MATERIAL PROVIDED:
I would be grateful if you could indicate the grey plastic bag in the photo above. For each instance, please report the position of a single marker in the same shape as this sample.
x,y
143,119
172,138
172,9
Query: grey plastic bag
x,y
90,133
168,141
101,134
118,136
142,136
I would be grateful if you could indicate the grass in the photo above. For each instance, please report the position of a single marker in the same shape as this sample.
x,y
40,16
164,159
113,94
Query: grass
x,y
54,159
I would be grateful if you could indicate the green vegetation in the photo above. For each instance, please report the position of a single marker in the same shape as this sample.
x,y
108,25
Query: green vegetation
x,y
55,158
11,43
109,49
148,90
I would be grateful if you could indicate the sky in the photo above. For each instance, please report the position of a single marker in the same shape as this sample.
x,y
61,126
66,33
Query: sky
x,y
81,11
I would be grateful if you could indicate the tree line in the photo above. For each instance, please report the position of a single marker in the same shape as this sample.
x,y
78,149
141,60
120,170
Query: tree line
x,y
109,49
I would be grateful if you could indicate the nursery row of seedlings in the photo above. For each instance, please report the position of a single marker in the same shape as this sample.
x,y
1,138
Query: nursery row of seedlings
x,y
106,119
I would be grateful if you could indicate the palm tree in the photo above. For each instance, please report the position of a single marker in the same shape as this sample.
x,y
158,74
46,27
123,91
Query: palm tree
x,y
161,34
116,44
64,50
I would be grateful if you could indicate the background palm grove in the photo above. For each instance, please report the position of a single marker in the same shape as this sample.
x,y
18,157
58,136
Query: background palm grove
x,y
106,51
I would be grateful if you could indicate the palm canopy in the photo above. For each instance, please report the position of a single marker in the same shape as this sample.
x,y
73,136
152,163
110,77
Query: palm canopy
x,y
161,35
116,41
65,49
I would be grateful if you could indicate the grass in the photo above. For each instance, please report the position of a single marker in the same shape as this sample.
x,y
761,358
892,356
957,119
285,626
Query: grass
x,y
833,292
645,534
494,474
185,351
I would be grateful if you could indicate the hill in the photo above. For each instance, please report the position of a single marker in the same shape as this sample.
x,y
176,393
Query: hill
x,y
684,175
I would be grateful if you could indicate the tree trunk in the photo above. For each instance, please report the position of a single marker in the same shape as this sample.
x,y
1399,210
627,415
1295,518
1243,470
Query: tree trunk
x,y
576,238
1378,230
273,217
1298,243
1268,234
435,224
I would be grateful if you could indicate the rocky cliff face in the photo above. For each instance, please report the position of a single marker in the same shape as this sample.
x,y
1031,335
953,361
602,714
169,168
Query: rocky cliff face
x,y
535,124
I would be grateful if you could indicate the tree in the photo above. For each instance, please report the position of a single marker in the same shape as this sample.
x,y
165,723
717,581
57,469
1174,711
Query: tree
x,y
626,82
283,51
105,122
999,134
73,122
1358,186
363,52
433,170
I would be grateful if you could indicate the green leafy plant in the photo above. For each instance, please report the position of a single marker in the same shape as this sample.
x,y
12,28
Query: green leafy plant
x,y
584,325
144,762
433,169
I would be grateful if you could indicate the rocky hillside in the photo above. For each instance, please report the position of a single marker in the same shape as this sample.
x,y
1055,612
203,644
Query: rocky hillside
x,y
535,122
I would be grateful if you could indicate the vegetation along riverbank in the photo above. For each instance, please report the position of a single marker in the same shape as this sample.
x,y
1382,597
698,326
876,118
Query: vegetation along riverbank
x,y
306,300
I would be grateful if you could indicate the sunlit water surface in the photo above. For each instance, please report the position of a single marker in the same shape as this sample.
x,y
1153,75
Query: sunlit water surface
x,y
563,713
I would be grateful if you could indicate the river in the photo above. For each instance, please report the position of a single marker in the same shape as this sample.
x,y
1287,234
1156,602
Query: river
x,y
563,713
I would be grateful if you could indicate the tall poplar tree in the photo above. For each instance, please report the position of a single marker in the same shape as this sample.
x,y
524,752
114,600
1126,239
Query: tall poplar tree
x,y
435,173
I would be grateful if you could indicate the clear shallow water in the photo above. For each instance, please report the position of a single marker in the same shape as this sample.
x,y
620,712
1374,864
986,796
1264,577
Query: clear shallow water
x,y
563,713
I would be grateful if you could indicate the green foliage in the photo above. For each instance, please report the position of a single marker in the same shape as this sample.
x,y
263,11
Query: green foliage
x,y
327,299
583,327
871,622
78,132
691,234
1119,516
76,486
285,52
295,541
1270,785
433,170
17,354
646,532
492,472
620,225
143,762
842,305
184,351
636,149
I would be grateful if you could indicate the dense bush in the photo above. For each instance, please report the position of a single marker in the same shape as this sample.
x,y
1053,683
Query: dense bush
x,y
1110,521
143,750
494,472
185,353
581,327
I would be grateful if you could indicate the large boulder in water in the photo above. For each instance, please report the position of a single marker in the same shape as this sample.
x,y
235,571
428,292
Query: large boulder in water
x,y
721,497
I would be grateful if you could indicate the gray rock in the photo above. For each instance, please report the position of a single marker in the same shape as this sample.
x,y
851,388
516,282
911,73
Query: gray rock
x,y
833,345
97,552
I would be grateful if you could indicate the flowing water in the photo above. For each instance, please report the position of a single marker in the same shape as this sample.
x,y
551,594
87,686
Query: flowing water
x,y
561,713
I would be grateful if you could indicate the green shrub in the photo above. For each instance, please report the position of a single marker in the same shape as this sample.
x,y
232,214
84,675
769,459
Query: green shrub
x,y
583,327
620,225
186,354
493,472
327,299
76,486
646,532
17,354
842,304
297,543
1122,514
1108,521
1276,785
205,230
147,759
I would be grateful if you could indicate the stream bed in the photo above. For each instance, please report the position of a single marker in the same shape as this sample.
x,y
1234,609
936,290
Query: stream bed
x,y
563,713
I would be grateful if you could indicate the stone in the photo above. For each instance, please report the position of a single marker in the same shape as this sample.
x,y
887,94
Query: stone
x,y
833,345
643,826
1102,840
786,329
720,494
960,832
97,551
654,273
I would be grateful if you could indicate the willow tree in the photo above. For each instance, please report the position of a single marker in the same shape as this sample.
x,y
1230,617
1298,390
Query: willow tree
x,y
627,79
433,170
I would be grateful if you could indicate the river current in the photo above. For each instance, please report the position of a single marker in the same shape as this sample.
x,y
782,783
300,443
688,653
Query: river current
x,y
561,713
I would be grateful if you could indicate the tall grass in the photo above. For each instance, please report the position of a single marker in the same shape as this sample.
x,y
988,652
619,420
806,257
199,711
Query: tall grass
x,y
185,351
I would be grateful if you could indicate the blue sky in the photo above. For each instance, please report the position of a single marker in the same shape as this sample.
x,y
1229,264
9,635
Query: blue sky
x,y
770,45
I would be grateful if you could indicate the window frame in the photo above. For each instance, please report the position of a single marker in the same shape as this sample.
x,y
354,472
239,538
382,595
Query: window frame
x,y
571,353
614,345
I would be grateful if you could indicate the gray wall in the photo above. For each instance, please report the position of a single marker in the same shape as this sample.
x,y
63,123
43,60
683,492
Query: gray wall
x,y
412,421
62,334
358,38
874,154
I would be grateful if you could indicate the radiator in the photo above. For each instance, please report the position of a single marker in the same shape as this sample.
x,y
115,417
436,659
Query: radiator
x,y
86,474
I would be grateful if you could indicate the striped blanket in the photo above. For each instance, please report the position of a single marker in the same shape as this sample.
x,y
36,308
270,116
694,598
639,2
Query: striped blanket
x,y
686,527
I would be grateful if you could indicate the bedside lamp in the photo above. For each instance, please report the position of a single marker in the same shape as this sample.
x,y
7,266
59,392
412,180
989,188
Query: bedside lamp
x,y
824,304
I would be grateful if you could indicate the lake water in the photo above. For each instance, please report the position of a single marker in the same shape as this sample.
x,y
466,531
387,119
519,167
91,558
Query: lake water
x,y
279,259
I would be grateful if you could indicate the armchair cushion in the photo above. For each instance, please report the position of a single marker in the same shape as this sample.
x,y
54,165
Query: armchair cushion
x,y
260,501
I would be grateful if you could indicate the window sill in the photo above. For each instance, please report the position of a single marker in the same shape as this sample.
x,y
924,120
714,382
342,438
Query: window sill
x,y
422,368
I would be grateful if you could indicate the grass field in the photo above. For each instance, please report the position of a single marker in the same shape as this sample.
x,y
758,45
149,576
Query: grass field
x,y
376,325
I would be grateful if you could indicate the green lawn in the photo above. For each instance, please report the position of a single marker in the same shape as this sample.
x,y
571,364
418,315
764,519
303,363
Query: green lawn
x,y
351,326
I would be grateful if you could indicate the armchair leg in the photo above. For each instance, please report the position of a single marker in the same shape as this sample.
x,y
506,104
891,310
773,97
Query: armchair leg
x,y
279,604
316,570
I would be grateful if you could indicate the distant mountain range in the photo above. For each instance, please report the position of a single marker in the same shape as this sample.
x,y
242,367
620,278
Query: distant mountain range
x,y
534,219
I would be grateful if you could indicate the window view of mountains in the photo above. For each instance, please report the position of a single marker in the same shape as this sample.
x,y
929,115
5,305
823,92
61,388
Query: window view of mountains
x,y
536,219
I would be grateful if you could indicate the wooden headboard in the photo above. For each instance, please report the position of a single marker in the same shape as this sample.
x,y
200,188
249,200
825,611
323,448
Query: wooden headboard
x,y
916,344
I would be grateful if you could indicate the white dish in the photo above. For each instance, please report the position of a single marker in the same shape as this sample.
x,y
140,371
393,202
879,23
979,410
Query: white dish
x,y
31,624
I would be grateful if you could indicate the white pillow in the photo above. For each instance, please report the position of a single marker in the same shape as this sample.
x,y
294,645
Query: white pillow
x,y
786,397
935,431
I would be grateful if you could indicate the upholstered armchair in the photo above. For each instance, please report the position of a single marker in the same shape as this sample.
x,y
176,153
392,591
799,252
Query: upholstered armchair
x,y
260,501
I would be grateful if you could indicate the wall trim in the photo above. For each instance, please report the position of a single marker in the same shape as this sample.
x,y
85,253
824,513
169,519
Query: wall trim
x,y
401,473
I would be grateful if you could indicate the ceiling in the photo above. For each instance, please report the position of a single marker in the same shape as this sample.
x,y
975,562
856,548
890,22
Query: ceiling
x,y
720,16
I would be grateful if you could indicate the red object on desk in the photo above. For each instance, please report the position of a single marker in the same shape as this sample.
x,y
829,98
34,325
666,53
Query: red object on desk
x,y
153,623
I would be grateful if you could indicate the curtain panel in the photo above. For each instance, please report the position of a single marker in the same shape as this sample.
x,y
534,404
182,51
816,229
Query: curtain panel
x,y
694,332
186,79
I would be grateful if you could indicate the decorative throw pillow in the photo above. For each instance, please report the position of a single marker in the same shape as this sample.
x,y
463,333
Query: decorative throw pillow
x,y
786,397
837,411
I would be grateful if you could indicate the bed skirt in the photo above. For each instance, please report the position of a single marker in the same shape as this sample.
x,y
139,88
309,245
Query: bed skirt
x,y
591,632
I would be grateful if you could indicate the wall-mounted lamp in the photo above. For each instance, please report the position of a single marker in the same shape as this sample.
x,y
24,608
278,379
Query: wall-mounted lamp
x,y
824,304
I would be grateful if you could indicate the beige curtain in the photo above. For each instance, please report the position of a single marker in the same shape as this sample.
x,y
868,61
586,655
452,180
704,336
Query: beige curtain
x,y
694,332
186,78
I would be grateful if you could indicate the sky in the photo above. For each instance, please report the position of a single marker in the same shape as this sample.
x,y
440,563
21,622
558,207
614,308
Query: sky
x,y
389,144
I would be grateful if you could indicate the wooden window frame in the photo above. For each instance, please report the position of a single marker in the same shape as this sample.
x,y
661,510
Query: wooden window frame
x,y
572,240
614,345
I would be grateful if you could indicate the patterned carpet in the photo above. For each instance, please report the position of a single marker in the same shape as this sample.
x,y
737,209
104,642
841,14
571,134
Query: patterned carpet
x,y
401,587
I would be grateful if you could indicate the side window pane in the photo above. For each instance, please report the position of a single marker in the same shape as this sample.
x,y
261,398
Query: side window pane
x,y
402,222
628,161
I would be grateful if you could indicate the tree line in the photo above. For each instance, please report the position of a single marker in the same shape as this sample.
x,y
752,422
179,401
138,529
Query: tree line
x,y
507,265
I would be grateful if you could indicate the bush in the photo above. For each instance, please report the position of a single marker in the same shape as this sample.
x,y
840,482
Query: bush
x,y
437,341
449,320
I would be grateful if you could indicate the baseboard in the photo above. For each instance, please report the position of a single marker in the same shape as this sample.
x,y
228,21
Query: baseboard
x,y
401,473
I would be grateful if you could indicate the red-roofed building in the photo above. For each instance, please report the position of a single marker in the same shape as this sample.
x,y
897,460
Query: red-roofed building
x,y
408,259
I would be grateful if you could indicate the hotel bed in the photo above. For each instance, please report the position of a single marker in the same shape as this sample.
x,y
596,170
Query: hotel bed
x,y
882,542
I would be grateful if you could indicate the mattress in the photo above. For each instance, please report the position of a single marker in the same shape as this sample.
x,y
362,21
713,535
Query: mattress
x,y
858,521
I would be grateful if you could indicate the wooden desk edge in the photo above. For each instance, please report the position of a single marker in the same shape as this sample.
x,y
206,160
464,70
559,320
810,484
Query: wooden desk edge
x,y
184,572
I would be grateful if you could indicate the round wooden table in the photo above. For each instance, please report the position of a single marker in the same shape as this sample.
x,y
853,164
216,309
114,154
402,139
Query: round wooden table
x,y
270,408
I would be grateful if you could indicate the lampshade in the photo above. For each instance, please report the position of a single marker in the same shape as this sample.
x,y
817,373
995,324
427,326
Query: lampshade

PROBLEM: Your answer must be a single number: how many lines of the entries above contain the string "lampshade".

RESPONSE AREA: 2